Your task is to copy the listing exactly. Drop any pictures from the copy.

Position annotation records:

-- -- --

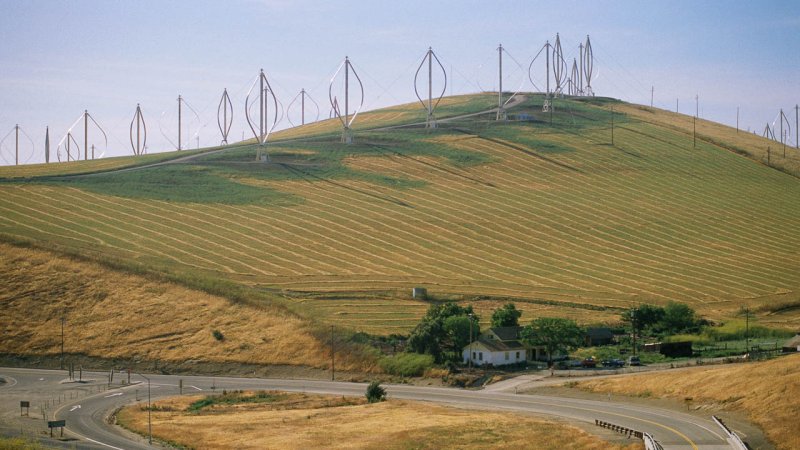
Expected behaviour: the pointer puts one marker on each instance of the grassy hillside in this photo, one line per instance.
(545, 212)
(299, 421)
(766, 391)
(112, 315)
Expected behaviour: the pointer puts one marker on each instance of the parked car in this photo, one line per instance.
(589, 362)
(613, 363)
(568, 364)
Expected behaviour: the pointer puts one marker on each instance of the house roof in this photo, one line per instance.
(793, 342)
(506, 333)
(495, 345)
(599, 333)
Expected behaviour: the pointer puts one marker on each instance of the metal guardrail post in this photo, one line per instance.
(733, 439)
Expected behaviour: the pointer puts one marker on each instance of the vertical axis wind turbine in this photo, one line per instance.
(68, 140)
(302, 95)
(265, 127)
(588, 66)
(16, 131)
(225, 116)
(430, 121)
(347, 121)
(501, 105)
(559, 67)
(181, 102)
(140, 147)
(546, 49)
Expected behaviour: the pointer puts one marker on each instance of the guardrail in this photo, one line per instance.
(619, 429)
(734, 440)
(649, 442)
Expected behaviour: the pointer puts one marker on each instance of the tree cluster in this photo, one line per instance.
(444, 331)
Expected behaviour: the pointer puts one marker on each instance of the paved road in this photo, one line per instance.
(85, 406)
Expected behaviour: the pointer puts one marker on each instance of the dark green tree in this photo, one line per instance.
(375, 392)
(506, 316)
(678, 318)
(432, 337)
(554, 334)
(645, 317)
(457, 333)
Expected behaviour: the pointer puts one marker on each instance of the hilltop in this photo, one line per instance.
(542, 209)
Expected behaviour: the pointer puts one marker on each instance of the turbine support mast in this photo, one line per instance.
(225, 116)
(346, 120)
(430, 56)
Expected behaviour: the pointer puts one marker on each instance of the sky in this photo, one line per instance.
(59, 58)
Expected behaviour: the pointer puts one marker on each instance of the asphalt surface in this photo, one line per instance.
(85, 406)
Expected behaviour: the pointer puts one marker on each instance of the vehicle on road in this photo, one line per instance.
(615, 363)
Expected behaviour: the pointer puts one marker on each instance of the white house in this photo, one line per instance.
(499, 347)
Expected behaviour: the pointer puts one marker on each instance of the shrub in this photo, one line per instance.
(375, 393)
(406, 364)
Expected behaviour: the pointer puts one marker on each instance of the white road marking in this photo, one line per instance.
(9, 378)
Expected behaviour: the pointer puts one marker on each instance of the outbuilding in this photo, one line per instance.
(792, 345)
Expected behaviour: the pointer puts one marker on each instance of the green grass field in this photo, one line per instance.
(545, 212)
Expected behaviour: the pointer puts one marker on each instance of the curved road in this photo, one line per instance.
(85, 406)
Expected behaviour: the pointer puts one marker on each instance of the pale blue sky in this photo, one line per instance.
(59, 58)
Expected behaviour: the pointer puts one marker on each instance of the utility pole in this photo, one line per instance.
(500, 89)
(470, 342)
(783, 137)
(179, 122)
(580, 73)
(333, 366)
(612, 125)
(346, 98)
(633, 322)
(149, 409)
(302, 107)
(747, 329)
(85, 135)
(63, 319)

-- -- --

◆ THE RESPONSE:
Expected behaviour: the pointer puts one marker on each instance of the grassy hillside in this photo, one line per instance.
(545, 212)
(299, 421)
(766, 391)
(112, 315)
Expected behaviour: the pointer puts one marker on each instance of the parked car in this photo, one line per instance.
(589, 362)
(613, 363)
(568, 364)
Expected behaviour: the pointer puts one marker on each instance of the house roof in this photo, one line per instance.
(793, 342)
(506, 333)
(495, 345)
(599, 333)
Expected behaviour: the pointer puts one marker on each instance of the metal guardrail post in this photo, one line per instance.
(733, 439)
Expected behaviour: the pointer puts one marker on each instance of the vertical axis wind turbine in this photo, one line per instance.
(68, 140)
(302, 95)
(265, 127)
(588, 66)
(16, 131)
(225, 116)
(430, 121)
(347, 121)
(501, 105)
(559, 67)
(181, 102)
(140, 147)
(546, 49)
Expected behaviour: the pointer puts one marker on each instance of the guardrail in this photo, one line per instance.
(619, 429)
(734, 440)
(649, 442)
Expected behaviour: the pointer puts one marker on each instance of the tree cluster in this photo, one line per instance.
(444, 331)
Expected behaviour: the pointer puts one marker on each instance of the paved road in this photo, one line per instance.
(85, 406)
Expected behaviour: the pointer puts one marker on each instance of the dark green tree in this photo, one line per instance.
(375, 392)
(506, 316)
(678, 318)
(432, 337)
(554, 334)
(645, 317)
(457, 333)
Expected behaviour: the pointer puts one marker on each instance of the hilltop in this photo, one line per instance.
(542, 209)
Expected behaviour: the pointer puts one marker on each instance of the turbine support mast in this photo, one line per instance.
(225, 116)
(346, 120)
(430, 56)
Expected behaviour: the pointer puts one marker on each instance of the sky in this photo, one line per instance.
(59, 58)
Expected behaviour: the pointer puts one marker on each instance of the asphalt surface in this photo, one line per instance.
(85, 406)
Expected behaviour: the pointer puts one marker on each instance of the vehicle on road in this photo, one line per instance.
(615, 363)
Expected behaviour: the pointer puts one marker on each instance of the white house in this photo, one line per instance.
(499, 347)
Expected behaviour: the pointer puts one marker on each instance of the shrub in this photo, one line per instance.
(375, 393)
(406, 364)
Expected behaviour: the pointer puts one marker on each instance of the white road marking in this photo, one line per instance.
(9, 378)
Expected behaviour: the pointer puts one marker on each instance of the outbuilding in this photo, one line per instance.
(792, 345)
Expected behaviour: the pointer puts one marker on each instance of the green grass field in this photo, one line per instance.
(545, 212)
Expected behaviour: the pointer puts one marker on each instance of the curved road in this photo, one line per instance.
(85, 406)
Expected behaviour: the pointer puts one marker on each instance of the pale blue sky in this photo, one line per instance.
(59, 58)
Expected behaviour: the pointer puts one marker on each instance of the utility pole in this photo, one line per instance.
(500, 89)
(470, 342)
(783, 137)
(179, 122)
(580, 73)
(333, 366)
(612, 125)
(346, 98)
(633, 322)
(149, 409)
(302, 107)
(747, 329)
(85, 135)
(63, 319)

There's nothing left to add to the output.